━━━━━ ENTRIES SHOWN

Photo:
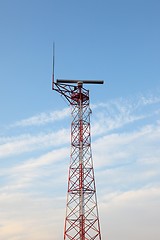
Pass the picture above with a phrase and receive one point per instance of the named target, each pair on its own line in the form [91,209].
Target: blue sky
[117,41]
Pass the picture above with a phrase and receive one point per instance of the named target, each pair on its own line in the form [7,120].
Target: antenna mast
[82,219]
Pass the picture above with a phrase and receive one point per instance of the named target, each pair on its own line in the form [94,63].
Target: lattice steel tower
[81,220]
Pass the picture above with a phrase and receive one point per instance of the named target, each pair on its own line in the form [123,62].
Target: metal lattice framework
[82,220]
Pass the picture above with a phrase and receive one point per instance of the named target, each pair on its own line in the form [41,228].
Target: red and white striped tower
[82,220]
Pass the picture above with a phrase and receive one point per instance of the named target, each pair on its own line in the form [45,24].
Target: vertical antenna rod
[53,63]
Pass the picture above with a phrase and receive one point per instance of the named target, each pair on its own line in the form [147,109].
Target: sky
[115,41]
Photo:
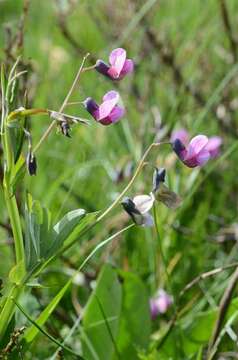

━━━━━━━━━━

How many lines in the entries above contain the string "antenna"? Reply with the number alone.

__THE RESULT__
2